Prompt a: In the wine notes, what grape is the white wine Taersia 2013 made from?

Duca Carlo Guarini, from the southern end of the Salento peninsula in Puglia, featured their usual line-up in new vintages, as always all really well-made and typical, and then some news. I particularly noted the following: Taersia 2013 was a negroamaro white (!) with a lovely peach, granite minerals and light green herbal nose and a soft, dry, minerally palate. Nativo 2012, an organic negroamaro red, had a delicious, juicy nose of blackberries, hydrocarbon minerality, graphite and violets, and a soft, sweetly fruity palate well balanced with a slight rasp of rounded tannins. As usual, the 100% malvasia nera red Malìa, this time in the 2012 vintage, was absolutely gorgeous, with a plum and spice nose enlivened by fresh hydrocarbon minerality, and a full, soft, but juicy and slightly tannic mouthful ending long on fresh notes of that hydrocarbon minerality.

Pugliese house Valentina Passalacqua presented a broad range of wines, all fully organic and low-sulphur. The usual strong, salty/sapid minerality from this excellent producer was present throughout the range, whose wines manage the difficult balance of expressing both grape variety/ies and terroir really well. My favourite, epitomizing exactly that balance, was the Falanghina 2013, with a lovely, juicy nose of peaches, soft green herbs and citrus peel, and a soft, herbal/resinous and very characteristic palate, salty minerality at the end.

Carbone Vini, from Monte Vulture, is on a strong run of form. The full range is of very high quality, with beautiful expression of that mountain terroir throughout. While top-of-the-range Aglianico del Vulture Stupor Mundi 2009 had great quality and intensity – and for me a welcome reduction of oak flavour compared to previous vintages – as usual it was the Aglianico del Vulture 400 Some that pleased me the most. The 2011 version was a proper mountain wine, featuring a macho nose of deep dark berry fruit, hydrocarbon minerality, sweet meat and garrigue, and a juicy, live and long palate with massive but noble and ripe tannins and singed garrigue notes.

Prompt b: Copy the entries below word for word, beginning with the line that contains "Would you be able to point to the man's ear" and continuing through the line that contains "column 40, row 477".

Supplied data:
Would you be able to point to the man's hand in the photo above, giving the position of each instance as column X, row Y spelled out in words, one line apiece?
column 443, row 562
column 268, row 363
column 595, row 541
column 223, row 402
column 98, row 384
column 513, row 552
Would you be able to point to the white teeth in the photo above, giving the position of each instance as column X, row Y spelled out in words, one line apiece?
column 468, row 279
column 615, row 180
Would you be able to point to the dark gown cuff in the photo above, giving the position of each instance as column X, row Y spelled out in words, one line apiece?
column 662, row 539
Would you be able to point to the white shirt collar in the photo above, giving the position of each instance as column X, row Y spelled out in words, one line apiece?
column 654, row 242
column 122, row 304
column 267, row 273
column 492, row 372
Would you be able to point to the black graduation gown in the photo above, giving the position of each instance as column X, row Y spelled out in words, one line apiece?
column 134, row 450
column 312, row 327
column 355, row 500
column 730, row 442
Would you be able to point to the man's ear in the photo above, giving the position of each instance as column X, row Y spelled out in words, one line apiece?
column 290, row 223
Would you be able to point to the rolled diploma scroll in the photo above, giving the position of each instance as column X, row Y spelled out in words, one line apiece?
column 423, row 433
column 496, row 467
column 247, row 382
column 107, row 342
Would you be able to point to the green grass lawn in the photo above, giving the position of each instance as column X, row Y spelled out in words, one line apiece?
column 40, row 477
---
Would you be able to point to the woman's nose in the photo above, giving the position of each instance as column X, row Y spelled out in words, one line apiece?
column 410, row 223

Exercise result a: Negroamaro.

Exercise result b:
Would you be able to point to the man's ear in the photo above, giving the position of each instance as column X, row Y spelled out in words, one line apiece?
column 290, row 223
Would you be able to point to the rolled diploma scroll in the photo above, giving the position of each instance as column X, row Y spelled out in words, one line apiece?
column 423, row 433
column 496, row 467
column 247, row 382
column 107, row 342
Would you be able to point to the green grass lawn in the photo above, giving the position of each instance as column X, row Y spelled out in words, one line apiece?
column 40, row 477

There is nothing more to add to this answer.